── DATA SHOWN
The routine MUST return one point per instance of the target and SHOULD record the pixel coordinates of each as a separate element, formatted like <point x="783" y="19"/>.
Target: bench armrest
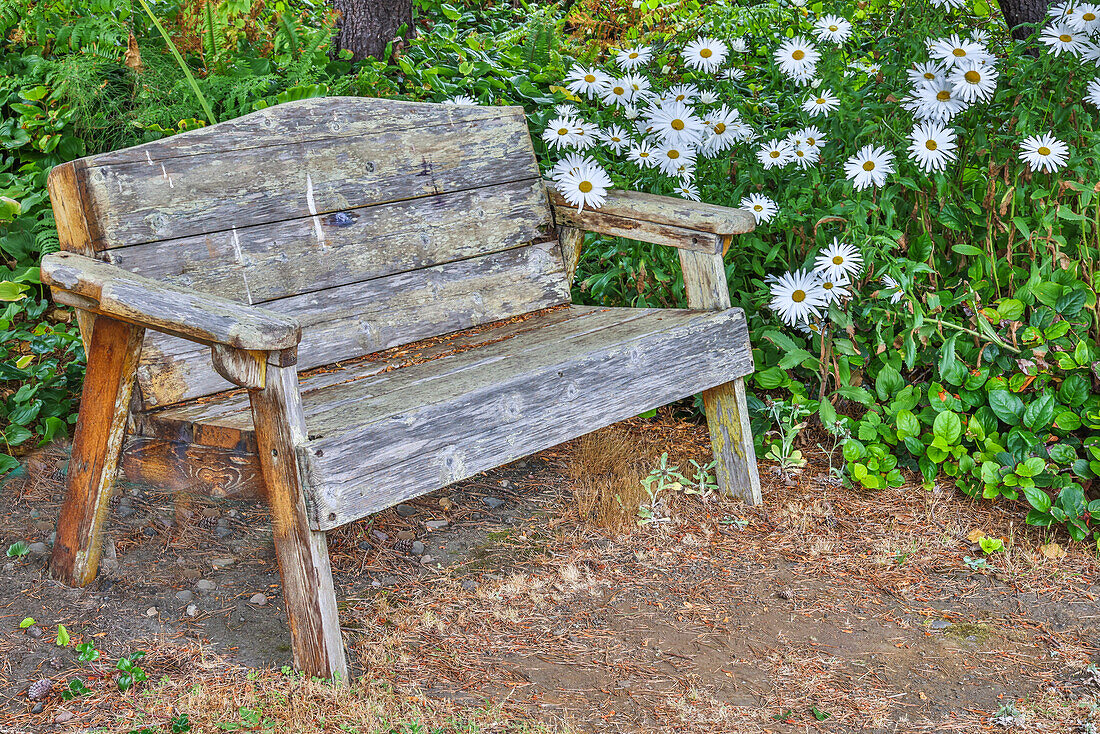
<point x="658" y="219"/>
<point x="103" y="288"/>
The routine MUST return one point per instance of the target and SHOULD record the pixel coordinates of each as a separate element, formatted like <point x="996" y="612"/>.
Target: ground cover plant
<point x="959" y="335"/>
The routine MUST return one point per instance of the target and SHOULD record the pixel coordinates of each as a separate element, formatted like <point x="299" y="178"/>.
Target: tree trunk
<point x="367" y="25"/>
<point x="1023" y="11"/>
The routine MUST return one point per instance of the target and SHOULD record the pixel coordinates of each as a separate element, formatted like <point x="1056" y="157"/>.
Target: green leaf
<point x="948" y="427"/>
<point x="1005" y="406"/>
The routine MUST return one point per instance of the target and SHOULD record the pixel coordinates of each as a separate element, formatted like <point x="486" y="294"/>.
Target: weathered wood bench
<point x="286" y="251"/>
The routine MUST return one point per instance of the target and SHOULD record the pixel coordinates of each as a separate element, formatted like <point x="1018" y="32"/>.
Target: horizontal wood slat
<point x="272" y="261"/>
<point x="358" y="319"/>
<point x="463" y="422"/>
<point x="146" y="201"/>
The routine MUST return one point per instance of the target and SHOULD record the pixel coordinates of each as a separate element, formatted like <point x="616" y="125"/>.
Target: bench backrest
<point x="375" y="222"/>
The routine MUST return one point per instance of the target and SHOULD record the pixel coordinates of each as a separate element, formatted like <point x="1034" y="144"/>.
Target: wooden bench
<point x="285" y="252"/>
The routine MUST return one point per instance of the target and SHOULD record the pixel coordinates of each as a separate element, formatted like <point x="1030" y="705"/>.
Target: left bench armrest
<point x="658" y="219"/>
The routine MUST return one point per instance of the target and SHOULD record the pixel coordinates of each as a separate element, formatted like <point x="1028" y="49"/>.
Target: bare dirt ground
<point x="826" y="609"/>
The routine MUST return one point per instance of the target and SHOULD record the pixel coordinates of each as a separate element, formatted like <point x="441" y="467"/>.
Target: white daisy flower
<point x="705" y="54"/>
<point x="1092" y="92"/>
<point x="1060" y="37"/>
<point x="670" y="157"/>
<point x="688" y="192"/>
<point x="935" y="101"/>
<point x="796" y="297"/>
<point x="823" y="103"/>
<point x="833" y="28"/>
<point x="776" y="153"/>
<point x="762" y="207"/>
<point x="682" y="92"/>
<point x="1086" y="20"/>
<point x="615" y="137"/>
<point x="953" y="50"/>
<point x="812" y="137"/>
<point x="869" y="166"/>
<point x="642" y="154"/>
<point x="585" y="186"/>
<point x="974" y="81"/>
<point x="932" y="145"/>
<point x="839" y="261"/>
<point x="892" y="289"/>
<point x="631" y="58"/>
<point x="675" y="122"/>
<point x="796" y="56"/>
<point x="585" y="81"/>
<point x="805" y="156"/>
<point x="926" y="73"/>
<point x="561" y="132"/>
<point x="1044" y="152"/>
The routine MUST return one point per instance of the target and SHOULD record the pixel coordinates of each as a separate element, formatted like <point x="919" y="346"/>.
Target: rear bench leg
<point x="113" y="349"/>
<point x="727" y="414"/>
<point x="303" y="554"/>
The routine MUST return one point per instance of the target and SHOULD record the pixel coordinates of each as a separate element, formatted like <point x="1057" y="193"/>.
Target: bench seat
<point x="383" y="431"/>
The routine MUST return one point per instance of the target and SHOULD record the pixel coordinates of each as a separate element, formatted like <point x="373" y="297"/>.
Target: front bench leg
<point x="727" y="415"/>
<point x="303" y="554"/>
<point x="113" y="350"/>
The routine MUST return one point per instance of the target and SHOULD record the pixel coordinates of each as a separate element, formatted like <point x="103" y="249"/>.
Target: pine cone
<point x="40" y="689"/>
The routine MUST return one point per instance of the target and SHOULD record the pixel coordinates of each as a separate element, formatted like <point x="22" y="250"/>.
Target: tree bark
<point x="1023" y="11"/>
<point x="367" y="25"/>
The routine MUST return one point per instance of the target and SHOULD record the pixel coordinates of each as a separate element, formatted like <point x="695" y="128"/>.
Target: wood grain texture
<point x="106" y="289"/>
<point x="303" y="554"/>
<point x="353" y="320"/>
<point x="105" y="406"/>
<point x="668" y="210"/>
<point x="266" y="262"/>
<point x="727" y="415"/>
<point x="152" y="200"/>
<point x="427" y="426"/>
<point x="188" y="467"/>
<point x="596" y="220"/>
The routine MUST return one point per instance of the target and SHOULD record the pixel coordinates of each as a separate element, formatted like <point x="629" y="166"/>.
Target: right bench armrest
<point x="103" y="288"/>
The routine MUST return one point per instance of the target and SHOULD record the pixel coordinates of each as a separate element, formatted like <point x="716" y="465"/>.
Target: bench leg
<point x="727" y="416"/>
<point x="303" y="554"/>
<point x="113" y="349"/>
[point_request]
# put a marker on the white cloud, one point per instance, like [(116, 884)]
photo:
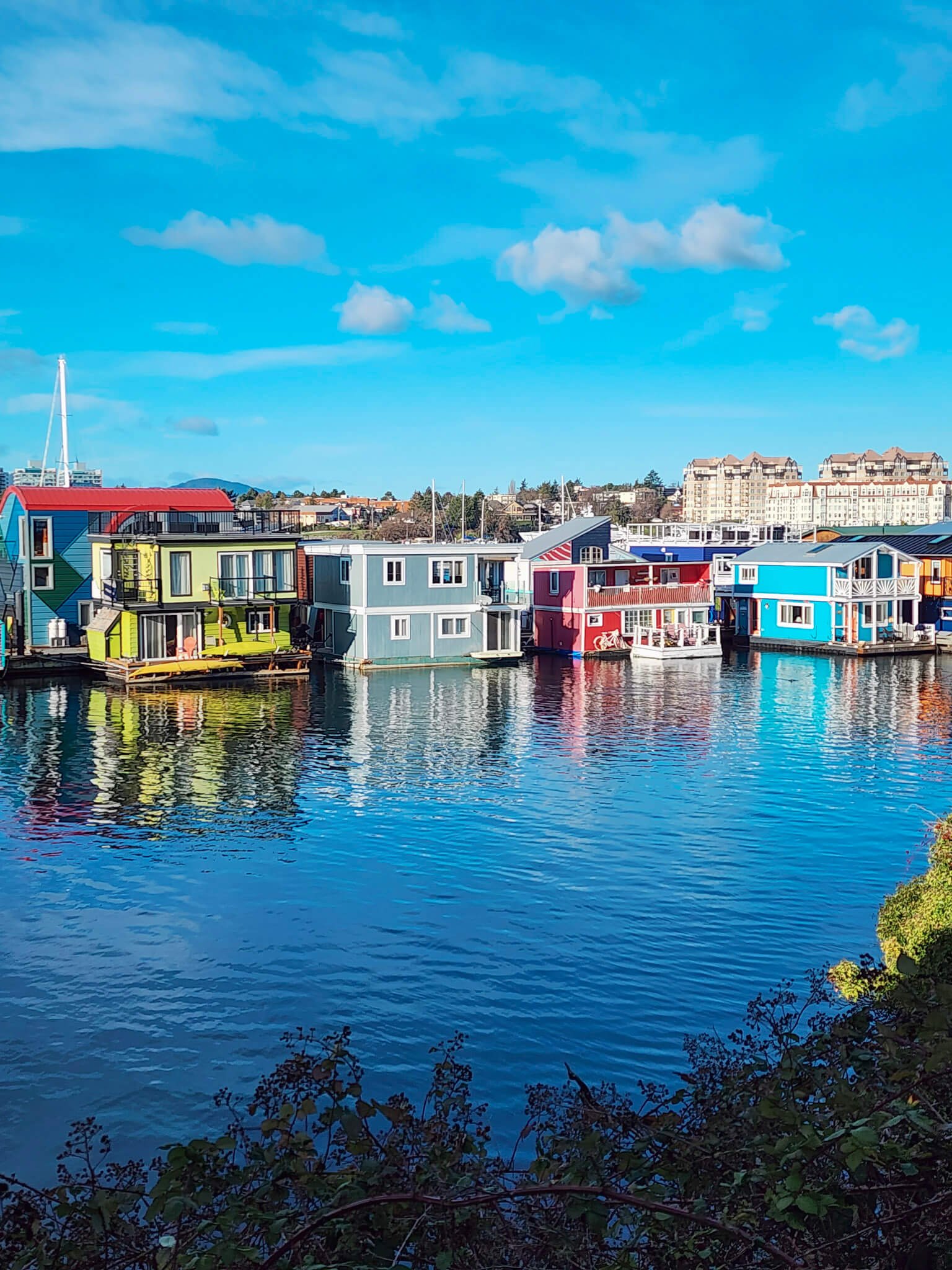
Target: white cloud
[(186, 328), (451, 316), (254, 241), (586, 266), (126, 84), (919, 87), (380, 91), (377, 25), (208, 366), (374, 311), (573, 263), (863, 335), (198, 425)]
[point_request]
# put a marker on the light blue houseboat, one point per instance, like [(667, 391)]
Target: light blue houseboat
[(835, 597), (410, 603)]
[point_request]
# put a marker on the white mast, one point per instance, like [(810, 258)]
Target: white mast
[(64, 425)]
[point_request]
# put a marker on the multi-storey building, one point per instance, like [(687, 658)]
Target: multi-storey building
[(892, 464), (35, 475), (731, 488), (842, 504)]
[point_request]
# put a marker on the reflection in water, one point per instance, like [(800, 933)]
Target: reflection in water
[(569, 861)]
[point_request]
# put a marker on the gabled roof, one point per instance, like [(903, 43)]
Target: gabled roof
[(37, 498), (842, 551), (562, 534)]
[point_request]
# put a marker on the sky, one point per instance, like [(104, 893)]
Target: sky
[(318, 244)]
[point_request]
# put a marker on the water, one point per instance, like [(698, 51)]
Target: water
[(566, 861)]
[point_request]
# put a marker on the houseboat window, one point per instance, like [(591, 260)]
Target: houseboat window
[(796, 615), (42, 540), (452, 628), (180, 573), (258, 621), (447, 573)]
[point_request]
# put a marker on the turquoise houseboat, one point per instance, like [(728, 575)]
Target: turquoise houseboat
[(415, 603), (835, 597)]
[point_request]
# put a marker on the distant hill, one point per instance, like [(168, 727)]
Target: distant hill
[(214, 483)]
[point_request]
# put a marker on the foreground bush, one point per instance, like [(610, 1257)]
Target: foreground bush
[(819, 1135)]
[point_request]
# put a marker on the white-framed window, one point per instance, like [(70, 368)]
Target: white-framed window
[(180, 573), (795, 615), (41, 538), (452, 626), (394, 572), (448, 573), (258, 621)]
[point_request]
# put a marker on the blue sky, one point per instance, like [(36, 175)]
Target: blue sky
[(362, 247)]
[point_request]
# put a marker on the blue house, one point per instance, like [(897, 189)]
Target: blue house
[(828, 596), (415, 603)]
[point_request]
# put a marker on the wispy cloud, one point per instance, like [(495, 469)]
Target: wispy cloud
[(861, 334), (589, 266), (186, 328), (451, 316), (197, 425), (208, 366), (919, 87), (253, 241), (359, 22)]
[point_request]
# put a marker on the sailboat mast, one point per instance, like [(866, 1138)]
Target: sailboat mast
[(64, 425)]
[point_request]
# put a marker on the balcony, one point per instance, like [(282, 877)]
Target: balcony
[(155, 525), (874, 588), (229, 591)]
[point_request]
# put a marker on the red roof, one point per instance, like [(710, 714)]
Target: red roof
[(120, 499)]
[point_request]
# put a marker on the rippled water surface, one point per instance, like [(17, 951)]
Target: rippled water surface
[(566, 861)]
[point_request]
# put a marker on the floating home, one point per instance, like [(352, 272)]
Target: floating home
[(592, 598), (198, 595), (382, 603), (46, 557), (835, 597)]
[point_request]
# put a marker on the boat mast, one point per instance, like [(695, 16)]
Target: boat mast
[(64, 425)]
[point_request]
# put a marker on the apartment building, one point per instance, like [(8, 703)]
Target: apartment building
[(731, 488), (892, 464), (860, 502)]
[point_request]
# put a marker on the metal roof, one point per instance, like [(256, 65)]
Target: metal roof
[(842, 551)]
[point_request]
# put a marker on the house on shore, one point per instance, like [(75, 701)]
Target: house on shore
[(414, 603), (193, 595), (837, 597), (46, 557), (592, 598)]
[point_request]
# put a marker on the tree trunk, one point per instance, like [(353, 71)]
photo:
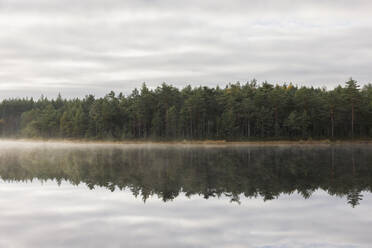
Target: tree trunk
[(332, 123), (352, 121)]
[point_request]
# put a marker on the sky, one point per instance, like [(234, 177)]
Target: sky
[(92, 46)]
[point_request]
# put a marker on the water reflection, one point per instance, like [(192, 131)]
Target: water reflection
[(168, 171)]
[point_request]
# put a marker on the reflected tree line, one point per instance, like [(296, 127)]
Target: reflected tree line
[(167, 172)]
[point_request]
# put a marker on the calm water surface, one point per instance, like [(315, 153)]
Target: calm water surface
[(66, 195)]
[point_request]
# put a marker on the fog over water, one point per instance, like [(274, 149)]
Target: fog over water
[(93, 195)]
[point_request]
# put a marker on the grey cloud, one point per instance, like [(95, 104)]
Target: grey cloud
[(82, 47)]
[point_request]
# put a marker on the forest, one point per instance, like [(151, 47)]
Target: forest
[(249, 111)]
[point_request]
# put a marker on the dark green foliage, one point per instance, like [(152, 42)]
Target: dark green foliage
[(237, 112)]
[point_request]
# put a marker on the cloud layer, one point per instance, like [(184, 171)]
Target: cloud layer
[(82, 47)]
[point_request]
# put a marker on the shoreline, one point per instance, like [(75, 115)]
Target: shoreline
[(190, 142)]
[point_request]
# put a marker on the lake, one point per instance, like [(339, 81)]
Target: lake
[(156, 195)]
────
_BRIEF_
Print the lines of the entries, exactly, from the one containing "# put a marker on the calm" down to the final line, and leave out all the others.

_RESPONSE AREA_
# put a marker on the calm water surface, one point per instance, like [(315, 153)]
Target: calm water surface
[(66, 195)]
[point_request]
# put a marker on the fog over water, one point per instance, like [(274, 149)]
Target: fog over water
[(93, 195)]
[point_request]
# put a marker on the grey cloud, one point per instance, like [(95, 104)]
Target: grey cloud
[(82, 47)]
[point_request]
# put a marker on the forest, one point per instance, like [(151, 47)]
Target: forest
[(249, 111)]
[point_request]
# put a marker on the dark green foliage, one point per instance, like [(152, 42)]
Target: dark green foliage
[(237, 112)]
[point_request]
# put a marker on the cloud layer, one point per instance, like [(184, 171)]
Target: cloud layer
[(82, 47)]
[point_request]
# put a marker on the shoreline, one point per instance, like [(75, 115)]
Target: shoreline
[(190, 142)]
[point_request]
# put a marker on the lake, one point per instance, like [(339, 81)]
Target: lake
[(156, 195)]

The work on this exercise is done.